═════ Supplied material

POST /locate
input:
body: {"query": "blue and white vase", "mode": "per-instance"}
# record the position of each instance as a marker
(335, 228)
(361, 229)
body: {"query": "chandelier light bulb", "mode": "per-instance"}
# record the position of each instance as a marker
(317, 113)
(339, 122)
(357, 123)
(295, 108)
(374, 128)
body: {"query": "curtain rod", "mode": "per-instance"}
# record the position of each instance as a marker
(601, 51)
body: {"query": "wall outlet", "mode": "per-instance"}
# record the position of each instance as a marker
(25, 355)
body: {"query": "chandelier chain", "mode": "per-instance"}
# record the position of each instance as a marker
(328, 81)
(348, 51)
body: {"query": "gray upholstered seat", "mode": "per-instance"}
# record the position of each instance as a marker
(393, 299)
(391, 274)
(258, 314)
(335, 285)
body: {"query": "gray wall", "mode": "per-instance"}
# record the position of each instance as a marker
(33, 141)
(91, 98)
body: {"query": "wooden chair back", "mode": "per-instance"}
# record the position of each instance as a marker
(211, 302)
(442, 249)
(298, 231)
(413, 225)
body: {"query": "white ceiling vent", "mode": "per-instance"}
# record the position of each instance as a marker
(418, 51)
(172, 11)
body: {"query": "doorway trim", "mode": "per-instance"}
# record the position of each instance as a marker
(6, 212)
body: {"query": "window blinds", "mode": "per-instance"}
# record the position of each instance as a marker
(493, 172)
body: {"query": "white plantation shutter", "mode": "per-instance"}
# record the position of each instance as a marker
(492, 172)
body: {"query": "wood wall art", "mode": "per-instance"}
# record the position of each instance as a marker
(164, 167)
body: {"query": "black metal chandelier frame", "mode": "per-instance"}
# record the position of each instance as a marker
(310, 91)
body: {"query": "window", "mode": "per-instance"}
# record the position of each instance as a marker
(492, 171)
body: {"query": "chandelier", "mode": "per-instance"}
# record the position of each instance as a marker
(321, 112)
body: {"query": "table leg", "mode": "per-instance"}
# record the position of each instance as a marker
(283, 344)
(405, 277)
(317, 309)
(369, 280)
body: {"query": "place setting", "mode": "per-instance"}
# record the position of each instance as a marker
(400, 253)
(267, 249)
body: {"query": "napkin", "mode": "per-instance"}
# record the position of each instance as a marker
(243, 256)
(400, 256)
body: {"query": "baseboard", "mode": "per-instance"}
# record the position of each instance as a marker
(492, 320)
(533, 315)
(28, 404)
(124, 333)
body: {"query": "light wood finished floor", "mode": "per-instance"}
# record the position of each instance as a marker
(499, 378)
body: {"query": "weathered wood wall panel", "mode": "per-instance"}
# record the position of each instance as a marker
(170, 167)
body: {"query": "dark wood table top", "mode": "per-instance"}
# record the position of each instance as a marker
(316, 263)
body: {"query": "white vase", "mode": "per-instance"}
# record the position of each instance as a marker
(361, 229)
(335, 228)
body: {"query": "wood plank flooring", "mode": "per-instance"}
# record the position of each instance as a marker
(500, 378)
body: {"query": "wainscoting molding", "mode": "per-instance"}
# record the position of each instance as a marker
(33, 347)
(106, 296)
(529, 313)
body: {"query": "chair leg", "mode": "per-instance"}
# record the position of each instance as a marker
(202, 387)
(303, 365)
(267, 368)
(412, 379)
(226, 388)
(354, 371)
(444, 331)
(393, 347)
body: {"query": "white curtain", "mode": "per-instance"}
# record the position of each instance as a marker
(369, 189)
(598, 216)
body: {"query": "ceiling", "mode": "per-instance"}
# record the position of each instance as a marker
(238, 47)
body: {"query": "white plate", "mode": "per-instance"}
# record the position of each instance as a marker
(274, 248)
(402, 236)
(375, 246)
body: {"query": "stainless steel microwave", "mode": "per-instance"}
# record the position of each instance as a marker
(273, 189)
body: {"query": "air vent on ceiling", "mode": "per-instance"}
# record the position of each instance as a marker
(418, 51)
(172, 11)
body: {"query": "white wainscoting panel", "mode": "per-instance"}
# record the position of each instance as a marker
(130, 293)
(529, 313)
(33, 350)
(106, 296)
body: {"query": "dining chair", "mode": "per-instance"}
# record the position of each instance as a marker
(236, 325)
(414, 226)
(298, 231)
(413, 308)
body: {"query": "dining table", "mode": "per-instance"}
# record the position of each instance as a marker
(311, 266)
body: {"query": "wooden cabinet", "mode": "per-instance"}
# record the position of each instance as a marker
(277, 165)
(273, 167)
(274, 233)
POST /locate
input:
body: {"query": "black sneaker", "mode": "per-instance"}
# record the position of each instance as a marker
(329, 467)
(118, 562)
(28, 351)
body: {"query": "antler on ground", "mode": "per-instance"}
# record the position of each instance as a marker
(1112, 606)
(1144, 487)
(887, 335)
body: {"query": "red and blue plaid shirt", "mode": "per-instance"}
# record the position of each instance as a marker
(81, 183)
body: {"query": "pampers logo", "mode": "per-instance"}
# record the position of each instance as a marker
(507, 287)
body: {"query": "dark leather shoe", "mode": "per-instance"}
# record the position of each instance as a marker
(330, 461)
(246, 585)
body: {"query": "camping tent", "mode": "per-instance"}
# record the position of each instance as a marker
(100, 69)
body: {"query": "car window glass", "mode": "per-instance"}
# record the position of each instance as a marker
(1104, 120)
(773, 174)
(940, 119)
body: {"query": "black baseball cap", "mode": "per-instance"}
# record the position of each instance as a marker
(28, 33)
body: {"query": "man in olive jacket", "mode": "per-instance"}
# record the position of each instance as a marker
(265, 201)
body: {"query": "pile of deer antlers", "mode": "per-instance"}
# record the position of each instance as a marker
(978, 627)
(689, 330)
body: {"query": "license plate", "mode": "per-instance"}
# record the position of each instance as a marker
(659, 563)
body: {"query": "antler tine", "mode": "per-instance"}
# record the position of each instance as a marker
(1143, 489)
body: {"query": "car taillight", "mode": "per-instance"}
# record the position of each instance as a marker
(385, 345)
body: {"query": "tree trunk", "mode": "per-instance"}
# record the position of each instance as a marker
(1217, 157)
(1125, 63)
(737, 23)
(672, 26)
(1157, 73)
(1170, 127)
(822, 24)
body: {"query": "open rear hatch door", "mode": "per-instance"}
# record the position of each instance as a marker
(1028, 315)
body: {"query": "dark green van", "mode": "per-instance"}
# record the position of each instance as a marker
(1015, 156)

══════════

▶ Exercise objective:
Check every line of the data, and copy the ones that contain "chair".

▶ Solution:
body: {"query": "wooden chair back", "mode": "per-instance"}
body: {"query": "chair leg", "mode": "per-instance"}
body: {"query": "dining chair", "mode": "per-instance"}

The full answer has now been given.